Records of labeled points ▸
------------------------------------------------------------
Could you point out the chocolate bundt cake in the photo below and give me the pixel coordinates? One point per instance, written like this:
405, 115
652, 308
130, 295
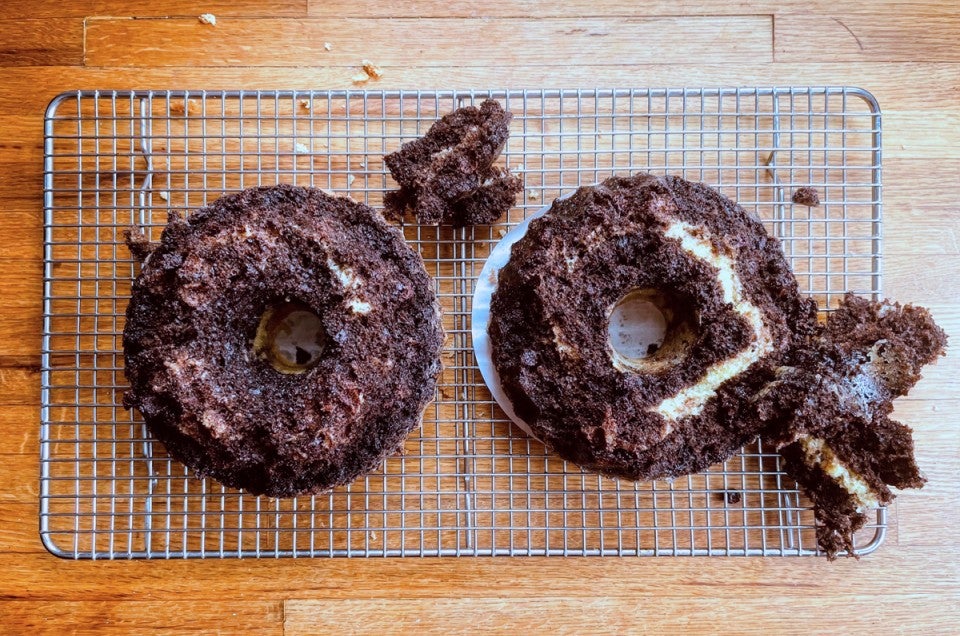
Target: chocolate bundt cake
829, 411
448, 176
731, 307
281, 340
------------------------------------------------------------
Given exercise ▸
Rewrite all of the data above, replacing "bundt cake" with "pound cake" wherever it appears and keeping everything else the same. Omit the pictures.

Finished exercise ▸
Could you point out the chocolate pound cake in the photo below and give me the pixel coordinates? One point per instance, written like this:
405, 115
652, 308
130, 295
Target: chocolate pound cake
829, 411
448, 176
731, 307
281, 340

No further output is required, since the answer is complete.